DATA RECORDS:
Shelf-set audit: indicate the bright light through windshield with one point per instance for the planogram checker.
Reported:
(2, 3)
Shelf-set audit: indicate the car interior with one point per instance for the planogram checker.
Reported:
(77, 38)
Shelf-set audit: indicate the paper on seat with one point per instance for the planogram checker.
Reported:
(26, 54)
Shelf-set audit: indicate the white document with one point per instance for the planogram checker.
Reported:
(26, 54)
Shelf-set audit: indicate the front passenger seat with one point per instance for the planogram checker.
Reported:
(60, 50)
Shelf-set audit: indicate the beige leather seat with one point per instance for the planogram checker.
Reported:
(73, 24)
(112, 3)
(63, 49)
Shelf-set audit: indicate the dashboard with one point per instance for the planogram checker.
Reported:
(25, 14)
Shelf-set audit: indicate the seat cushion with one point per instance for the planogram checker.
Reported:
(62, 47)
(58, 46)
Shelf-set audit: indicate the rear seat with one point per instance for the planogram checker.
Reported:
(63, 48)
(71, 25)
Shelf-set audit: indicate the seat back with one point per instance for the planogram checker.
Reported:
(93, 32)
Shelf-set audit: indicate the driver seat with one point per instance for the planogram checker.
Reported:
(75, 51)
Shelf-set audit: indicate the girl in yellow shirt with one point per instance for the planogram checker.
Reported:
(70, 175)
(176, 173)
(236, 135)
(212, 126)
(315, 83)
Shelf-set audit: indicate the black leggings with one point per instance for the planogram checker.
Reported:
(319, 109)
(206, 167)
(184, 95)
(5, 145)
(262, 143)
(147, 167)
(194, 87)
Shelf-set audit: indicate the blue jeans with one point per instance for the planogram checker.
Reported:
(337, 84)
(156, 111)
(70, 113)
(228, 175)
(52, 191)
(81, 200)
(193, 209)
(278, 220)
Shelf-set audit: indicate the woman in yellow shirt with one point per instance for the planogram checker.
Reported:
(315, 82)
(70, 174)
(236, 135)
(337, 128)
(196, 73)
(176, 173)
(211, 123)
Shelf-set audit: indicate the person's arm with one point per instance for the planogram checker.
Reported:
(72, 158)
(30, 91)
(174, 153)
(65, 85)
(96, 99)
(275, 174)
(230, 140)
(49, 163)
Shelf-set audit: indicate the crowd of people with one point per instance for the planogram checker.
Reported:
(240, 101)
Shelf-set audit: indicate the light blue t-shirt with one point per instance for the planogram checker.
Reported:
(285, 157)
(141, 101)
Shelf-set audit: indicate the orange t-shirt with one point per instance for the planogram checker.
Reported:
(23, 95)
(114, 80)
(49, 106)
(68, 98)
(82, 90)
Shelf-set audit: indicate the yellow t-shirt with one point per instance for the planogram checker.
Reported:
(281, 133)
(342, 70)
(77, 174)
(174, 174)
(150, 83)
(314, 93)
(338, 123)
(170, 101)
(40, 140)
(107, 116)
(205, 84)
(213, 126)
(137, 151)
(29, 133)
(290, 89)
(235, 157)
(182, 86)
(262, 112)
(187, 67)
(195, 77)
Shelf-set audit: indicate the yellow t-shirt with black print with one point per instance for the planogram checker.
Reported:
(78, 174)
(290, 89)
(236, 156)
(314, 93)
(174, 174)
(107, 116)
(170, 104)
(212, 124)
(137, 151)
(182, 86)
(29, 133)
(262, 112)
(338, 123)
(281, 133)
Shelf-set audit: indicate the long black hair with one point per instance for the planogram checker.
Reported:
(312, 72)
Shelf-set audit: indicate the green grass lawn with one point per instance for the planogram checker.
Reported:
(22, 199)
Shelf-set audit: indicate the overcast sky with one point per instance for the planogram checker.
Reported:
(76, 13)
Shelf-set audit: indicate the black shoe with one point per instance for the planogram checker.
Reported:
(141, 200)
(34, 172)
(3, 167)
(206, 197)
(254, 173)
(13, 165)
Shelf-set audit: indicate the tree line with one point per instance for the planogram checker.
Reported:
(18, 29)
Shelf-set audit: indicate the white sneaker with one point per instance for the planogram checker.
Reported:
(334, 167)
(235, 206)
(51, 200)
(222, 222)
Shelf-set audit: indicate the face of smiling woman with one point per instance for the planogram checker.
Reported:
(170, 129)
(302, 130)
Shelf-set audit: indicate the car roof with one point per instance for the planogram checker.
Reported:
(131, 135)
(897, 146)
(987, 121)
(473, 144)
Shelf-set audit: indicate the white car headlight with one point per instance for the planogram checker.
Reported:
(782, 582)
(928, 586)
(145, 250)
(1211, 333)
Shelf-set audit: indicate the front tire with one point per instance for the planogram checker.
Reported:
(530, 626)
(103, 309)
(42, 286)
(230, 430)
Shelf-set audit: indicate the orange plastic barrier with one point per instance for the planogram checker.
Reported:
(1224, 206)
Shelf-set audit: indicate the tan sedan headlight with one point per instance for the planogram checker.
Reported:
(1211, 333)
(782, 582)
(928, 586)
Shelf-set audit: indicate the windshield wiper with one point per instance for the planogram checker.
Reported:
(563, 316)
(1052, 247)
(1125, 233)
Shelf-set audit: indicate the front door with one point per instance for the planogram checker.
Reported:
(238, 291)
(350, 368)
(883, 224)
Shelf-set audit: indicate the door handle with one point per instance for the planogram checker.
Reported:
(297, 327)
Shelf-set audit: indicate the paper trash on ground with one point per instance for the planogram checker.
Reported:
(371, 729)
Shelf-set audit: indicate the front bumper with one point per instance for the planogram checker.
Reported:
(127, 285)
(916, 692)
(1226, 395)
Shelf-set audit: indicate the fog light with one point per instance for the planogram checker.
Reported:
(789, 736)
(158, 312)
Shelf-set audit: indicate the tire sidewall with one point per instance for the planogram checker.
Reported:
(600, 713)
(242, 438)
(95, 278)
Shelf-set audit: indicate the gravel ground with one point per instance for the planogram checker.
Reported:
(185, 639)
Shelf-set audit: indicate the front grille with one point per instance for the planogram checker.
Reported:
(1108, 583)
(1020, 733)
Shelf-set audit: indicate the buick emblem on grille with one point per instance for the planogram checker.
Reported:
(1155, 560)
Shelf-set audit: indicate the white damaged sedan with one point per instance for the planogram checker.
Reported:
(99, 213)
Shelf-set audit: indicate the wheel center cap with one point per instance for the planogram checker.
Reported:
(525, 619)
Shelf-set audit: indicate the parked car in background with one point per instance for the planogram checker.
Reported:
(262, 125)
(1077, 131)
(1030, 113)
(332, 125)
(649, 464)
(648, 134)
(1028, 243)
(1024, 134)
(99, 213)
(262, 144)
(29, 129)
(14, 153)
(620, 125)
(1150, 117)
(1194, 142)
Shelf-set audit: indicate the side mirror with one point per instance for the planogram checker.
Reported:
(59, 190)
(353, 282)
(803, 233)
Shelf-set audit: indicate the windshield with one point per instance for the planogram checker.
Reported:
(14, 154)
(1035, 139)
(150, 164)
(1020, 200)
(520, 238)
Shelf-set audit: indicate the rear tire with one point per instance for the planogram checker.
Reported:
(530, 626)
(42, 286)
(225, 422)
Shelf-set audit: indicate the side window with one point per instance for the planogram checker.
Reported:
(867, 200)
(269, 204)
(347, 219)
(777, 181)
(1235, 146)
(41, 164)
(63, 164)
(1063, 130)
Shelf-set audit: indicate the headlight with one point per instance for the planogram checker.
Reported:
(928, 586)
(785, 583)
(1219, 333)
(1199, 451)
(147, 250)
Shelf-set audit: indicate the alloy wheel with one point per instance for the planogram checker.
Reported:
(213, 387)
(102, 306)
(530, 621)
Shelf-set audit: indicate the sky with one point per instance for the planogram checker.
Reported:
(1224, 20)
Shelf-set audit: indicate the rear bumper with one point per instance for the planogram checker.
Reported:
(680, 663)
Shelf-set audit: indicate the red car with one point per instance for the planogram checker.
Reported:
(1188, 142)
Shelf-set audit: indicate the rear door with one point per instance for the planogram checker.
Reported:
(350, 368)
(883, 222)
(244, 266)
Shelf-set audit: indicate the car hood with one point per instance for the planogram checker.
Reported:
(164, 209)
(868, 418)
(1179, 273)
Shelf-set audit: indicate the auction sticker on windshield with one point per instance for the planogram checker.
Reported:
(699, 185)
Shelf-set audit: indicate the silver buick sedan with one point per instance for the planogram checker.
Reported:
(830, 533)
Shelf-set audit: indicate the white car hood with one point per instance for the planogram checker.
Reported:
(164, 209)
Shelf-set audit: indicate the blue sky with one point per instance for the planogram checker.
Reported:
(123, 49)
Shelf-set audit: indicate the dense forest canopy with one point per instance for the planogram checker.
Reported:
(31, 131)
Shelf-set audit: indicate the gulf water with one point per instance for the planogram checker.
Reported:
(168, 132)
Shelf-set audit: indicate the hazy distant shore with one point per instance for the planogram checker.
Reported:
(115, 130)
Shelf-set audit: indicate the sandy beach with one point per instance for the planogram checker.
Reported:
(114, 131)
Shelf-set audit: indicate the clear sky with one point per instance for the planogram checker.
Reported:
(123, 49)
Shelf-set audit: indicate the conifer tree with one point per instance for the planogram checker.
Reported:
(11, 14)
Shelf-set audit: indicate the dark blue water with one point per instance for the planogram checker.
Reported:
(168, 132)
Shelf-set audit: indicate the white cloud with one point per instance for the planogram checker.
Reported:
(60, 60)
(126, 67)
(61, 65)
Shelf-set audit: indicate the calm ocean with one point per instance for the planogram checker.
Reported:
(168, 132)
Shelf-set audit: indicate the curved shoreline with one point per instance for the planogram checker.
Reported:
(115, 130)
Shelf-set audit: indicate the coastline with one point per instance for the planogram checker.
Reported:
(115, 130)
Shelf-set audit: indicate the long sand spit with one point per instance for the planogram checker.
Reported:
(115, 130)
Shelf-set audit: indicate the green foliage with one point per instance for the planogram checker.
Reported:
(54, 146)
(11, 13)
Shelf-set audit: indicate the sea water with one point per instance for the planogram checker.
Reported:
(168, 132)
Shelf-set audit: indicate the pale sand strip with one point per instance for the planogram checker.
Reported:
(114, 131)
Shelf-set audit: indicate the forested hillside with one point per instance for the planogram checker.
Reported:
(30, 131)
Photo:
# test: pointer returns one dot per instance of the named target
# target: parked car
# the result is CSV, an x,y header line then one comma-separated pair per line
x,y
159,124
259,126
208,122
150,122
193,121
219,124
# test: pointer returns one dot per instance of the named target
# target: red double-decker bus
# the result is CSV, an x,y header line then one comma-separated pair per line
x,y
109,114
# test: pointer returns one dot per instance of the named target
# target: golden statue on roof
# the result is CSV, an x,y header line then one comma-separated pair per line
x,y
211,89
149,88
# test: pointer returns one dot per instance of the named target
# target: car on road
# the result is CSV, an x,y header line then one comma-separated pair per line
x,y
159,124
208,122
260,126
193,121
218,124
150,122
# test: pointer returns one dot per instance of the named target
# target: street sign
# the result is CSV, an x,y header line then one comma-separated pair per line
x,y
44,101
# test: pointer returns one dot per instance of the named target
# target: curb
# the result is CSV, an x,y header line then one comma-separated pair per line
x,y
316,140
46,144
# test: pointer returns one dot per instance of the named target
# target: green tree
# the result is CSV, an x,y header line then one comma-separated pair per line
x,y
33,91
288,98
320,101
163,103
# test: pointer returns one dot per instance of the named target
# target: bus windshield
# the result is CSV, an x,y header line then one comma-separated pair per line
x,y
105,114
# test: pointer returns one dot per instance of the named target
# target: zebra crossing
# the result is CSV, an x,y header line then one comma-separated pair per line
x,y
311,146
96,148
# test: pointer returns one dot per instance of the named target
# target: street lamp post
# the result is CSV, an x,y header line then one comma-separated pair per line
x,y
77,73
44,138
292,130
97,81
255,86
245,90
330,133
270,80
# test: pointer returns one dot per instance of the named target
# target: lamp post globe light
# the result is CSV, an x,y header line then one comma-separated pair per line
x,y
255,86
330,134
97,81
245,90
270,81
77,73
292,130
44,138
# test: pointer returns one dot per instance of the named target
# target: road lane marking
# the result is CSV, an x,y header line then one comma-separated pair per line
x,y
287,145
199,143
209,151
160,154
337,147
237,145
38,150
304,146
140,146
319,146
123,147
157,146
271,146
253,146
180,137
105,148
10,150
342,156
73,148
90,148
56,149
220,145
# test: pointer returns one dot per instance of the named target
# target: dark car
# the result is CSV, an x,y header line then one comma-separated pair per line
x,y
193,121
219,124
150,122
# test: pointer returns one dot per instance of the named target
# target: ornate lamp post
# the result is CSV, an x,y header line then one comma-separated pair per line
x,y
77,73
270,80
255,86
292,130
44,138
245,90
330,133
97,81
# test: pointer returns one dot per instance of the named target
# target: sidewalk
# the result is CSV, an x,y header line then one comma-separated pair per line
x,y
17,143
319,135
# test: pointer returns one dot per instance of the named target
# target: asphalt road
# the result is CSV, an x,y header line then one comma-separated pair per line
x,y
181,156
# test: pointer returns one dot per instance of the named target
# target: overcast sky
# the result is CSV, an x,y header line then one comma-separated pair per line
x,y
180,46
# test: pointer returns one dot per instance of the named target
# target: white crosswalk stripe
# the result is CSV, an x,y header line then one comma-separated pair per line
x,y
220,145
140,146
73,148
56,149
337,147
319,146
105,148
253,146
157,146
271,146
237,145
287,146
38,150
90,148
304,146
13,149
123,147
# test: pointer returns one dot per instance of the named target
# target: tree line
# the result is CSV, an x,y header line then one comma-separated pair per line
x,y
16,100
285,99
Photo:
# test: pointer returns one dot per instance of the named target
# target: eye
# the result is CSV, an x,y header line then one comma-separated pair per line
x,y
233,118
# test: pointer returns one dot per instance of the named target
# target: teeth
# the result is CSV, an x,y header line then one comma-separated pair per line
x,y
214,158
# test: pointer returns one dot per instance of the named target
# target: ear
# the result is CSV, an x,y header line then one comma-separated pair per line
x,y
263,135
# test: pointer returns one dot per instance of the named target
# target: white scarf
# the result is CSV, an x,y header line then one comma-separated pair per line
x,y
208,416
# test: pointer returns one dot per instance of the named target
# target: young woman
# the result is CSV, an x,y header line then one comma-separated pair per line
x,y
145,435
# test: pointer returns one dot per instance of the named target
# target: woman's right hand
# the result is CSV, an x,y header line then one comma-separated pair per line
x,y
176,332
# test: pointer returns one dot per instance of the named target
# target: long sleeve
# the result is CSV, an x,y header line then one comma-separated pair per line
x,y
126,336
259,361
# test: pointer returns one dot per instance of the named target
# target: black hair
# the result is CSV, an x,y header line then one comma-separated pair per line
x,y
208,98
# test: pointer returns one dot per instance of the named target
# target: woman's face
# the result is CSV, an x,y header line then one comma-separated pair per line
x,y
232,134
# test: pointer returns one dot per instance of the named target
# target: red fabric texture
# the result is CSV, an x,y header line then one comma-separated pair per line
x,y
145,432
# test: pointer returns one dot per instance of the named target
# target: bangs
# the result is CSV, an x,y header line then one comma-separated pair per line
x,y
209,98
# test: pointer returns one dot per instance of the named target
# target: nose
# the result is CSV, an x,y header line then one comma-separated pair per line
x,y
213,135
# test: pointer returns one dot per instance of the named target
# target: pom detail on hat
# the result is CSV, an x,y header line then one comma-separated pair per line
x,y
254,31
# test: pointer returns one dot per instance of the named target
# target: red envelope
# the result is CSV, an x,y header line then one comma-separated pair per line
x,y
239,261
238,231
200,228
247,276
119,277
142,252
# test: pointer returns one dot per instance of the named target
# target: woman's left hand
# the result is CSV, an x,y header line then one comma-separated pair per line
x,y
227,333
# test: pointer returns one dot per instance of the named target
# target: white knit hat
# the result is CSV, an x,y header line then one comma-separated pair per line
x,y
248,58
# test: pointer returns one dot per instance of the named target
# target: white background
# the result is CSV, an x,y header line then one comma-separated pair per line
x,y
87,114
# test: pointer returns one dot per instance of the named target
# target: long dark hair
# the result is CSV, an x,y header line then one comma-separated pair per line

PROBLEM DESCRIPTION: How many of the lines above hold the word "woman"? Answer with only the number.

REPLY TO THE TASK: 6